USING THE INFORMATION:
#1 Reproduce the passage of the article on solar cells between "UNIVERSITY PARK, Pa." and "of solar cells.", inclusive.
#2 Using the article on solar cells, explain in one to three sentences why current solar cells are not yet a feasible mainstream source of energy.

UNIVERSITY PARK, Pa. -- Sunlight is the earth’s most abundant source of energy and if harvested efficiently could be a source of clean, unlimited, renewable energy. According to the United States Department of Energy, world demand for energy is projected to more than double by 2050 and to more than triple by the end of the century. Solar cells, also known as photovoltaic cells, convert sunlight directly into electricity and have tremendous potential to help meet the world’s future energy needs but the cost and efficiency of current solar cells hinders them from being a feasible mainstream source of energy.
Joan Redwing, a materials scientist in Penn State’s College of Earth and Mineral Sciences, is researching a specialized category of solar cells – referred to as “tandem” solar cells – that have the possibility of increasing, perhaps even doubling the efficiency of solar cells.
Photovoltaic cells basically convert electromagnetic energy in the form of sunlight to electrical energy. Cells typically are made up of a layer of semiconducting material, usually silicon. When sunlight strikes the cell, some of it is absorbed and the energy from the absorbed light knocks electrons free from the semiconductor material. Electricity is generated when the free electrons are captured.

PROVIDED MATERIAL:

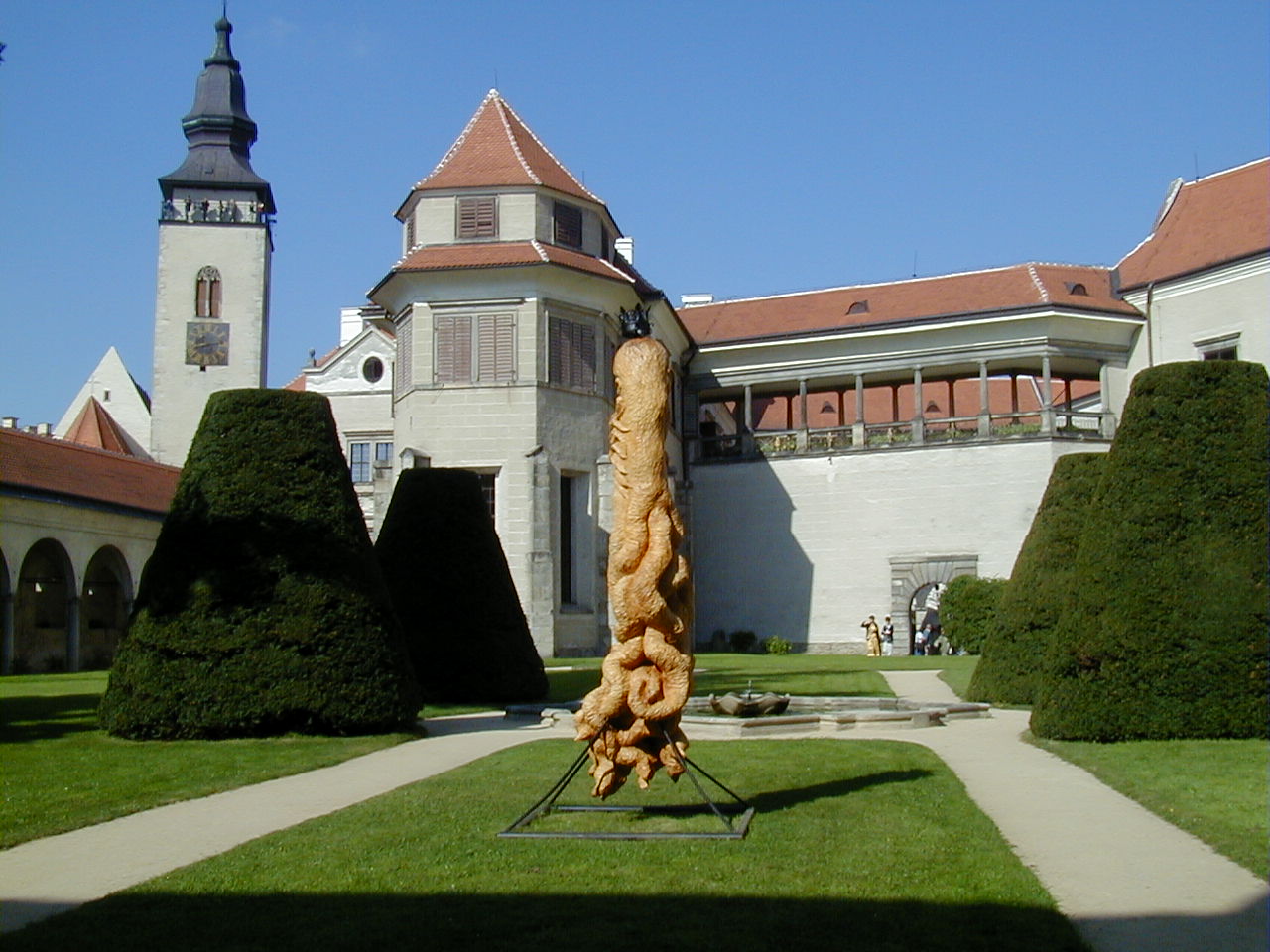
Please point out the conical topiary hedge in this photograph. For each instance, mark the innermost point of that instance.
(262, 610)
(1167, 631)
(1040, 585)
(453, 593)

ANSWER SECTION:
#1
UNIVERSITY PARK, Pa. -- Sunlight is the earth’s most abundant source of energy and if harvested efficiently could be a source of clean, unlimited, renewable energy. According to the United States Department of Energy, world demand for energy is projected to more than double by 2050 and to more than triple by the end of the century. Solar cells, also known as photovoltaic cells, convert sunlight directly into electricity and have tremendous potential to help meet the world’s future energy needs but the cost and efficiency of current solar cells hinders them from being a feasible mainstream source of energy.
Joan Redwing, a materials scientist in Penn State’s College of Earth and Mineral Sciences, is researching a specialized category of solar cells – referred to as “tandem” solar cells – that have the possibility of increasing, perhaps even doubling the efficiency of solar cells.

#2 The cost and efficiency of current solar cells keep them from being a feasible mainstream source of energy. This is true even though they convert sunlight directly into electricity and have tremendous potential to help meet the world's future energy needs.